### ИЗВЛЕЧЁННЫЙ ТЕКСТ:
>>>

От луга родины, где был когда-то цвет,

Святая молодость, где жило упованье…»

Они лежат за пределами земного бытия и недостижимы в узких границах нашей жизни, но вселяют в нас высокое желание лететь к ним навстречу. И пока есть это желание, человеческое в человеке никогда не умирает. Разрешение противоречия состоит, следовательно, не столько в том, чтобы обрести искомый идеал, сколько в неистребимой вере в него и в жажде идти за манящим, притягательно прекрасным призраком:

«Иль Предчувствие сходило

К нам во образе твоем

И понятно говорило

О небесном, о святом?

Часто в жизни так бывало:

Кто-то светлый к нам летит,

Подымает покрывало

И в далекое манит.

Многие стихотворения Жуковского увлекают, зовут в это прекрасное «далеко». Таковы и «Невыразимое», и «Цвет завета», и «Мина», и «Таинственный посетитель».

После 1823 года лирическая тема любви кончается, лирическое творчество Жуковского угасает, и поэт сосредотачивается на больших эпических произведениях. В этом, конечно, проявился общий процесс литературного развития – на смену поэтическим шли прозаические жанры, но в творчестве Жуковского поворот к эпосу своеобразен. Жуковский не изменяет стихотворной речи, однако переводит он уже не баллады, а большие эпические поэмы на античные, восточные и средневековые сюжеты, пишет русские сказки. Поэт познакомил русскую публику с «Одиссеей» Гомера, с индийским («Наль и Дамаянти») и персидским («Рустем и Зораб») эпосом и многими другими произведениями, вошедшими в сокровищницу мировой литературы.

Уже пожилым человеком Жуковский обрел семью, женившись на дочери художника Рейтерна. Он поселился в Германии. Но брак лишь в первые годы был счастливым. У жены обнаружилась душевная болезнь, и поэт мучительно переживал обрушившееся на него горе. Порою он признавался, что жизнь для него невыносима и ему хочется умереть.

<<<

### Сохранённые записи данных:
>>>

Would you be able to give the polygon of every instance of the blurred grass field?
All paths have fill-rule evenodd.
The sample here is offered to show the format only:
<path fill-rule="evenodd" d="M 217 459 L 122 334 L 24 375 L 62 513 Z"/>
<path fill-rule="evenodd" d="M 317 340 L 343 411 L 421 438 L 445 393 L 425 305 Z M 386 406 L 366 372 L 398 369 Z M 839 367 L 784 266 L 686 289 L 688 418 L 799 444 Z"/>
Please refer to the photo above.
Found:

<<<

### ЗАДАНИЕ:
Напишите продолжение текста о Жуковском, начиная сразу после его последнего предложения. Данные здесь никак не используются.

### ОТВЕТ:
Заключение

Смерть пришла к Жуковскому в 1852 году. Согласно завещанию, тело поэта было перевезено из Баден-Бадена в Россию.

В трудной и напряженной жизни Жуковского поддерживала поэзия, которой он был благоговейно предан, Для него творческое вдохновение – мост между двумя мирами: небесным и земным. Оно примиряет, гармонизирует противоречия жизни, придает им высший смысл. Но искусство – это и утешение, потому что нигде добро так тесно не слито с прекрасным, как в созданиях человеческой фантазии, нигде человечность не явлена в столь чистом виде, как в поэзии, сочетающей реальность с вымыслом, мысль с чувством. И ничто, конечно, так не врачует тревожную душу, как сладостная гармония стихов.

Этими идеями Жуковского, как и его поэтическими открытиями, будет питаться русская поэзия, усвоит их, разовьет и преобразит. Вот почему Жуковский навечно останется учителем русских поэтов. К Жуковскому обратятся впоследствии и М.Ю. Лермонтов, который в поэме «Мцыри» воскресит стих «Шильонского узника», и А. Фет, и Александр Блок.

Мощное и благотворное воздействие поэзии Жуковского на русскую литературу осознали уже его современники. «Жуковский, – писал А.С. Пушкин, – имел решительное влияние на дух нашей словесности!.»

Пушкин любил Жуковского – поэта и человека. «Что за прелесть чертовская его небесная душа! Он святой, хотя родился романтиком, а не греком, и человеком, да еще каким!» Жуковский – убежденный гуманист – вкоренил глубокое нравственное сознание в поэзию. И в этом состоит неоценимая услуга, оказанная им русской литературе.

Список источников литературы

1. Афанасьев В. Жуковский. – М.: Молодая гвардия, 1987. – 400 с.

2. Жуковский В.А. Стихотворения. – СПб: Советский писатель. Ленинградское отделение, 1956. – 548 с.

3. Державин Г., Карамзин Н. Жуковский В. Стихотворения, повести, публицистика. Критика и комментарии. Темы и развернуты планы сочинений. Материалы для подготовки к уроку. – М.: АСТ, 2000. – 752 с.

4. Сдобнов В. Поэтическая демонология баллад Жуковского с точки зрения его взглядов на инобытие // Романтизм и его исторические судьбы. Часть I. – М.: Научно-исследовательская лаборатория комплексного изучения проблем романтизма ТвГУ, 1998. с. 183–188.

5. Жуковский В. Эолова арфа: жизнь и творчество, стихи, баллады, поэмы. – М.: Эксмо-Пресс, 1999. – 480 с.

6. Голосовкер Я.Э. Антология античной лирики в русских переводах. Лирика Эллады. – М.: Водолей Publicher, 2006. – 1176 с.

7. Бройтман С.Н. Поэтика русской классической и неклассической лирики. – М.: Эксмо, 2008. – 485 с.

8. Жирмунский. Поэтика русской поэзии. – М.: Азбука-Классика, Academia, 2001. – 496 с.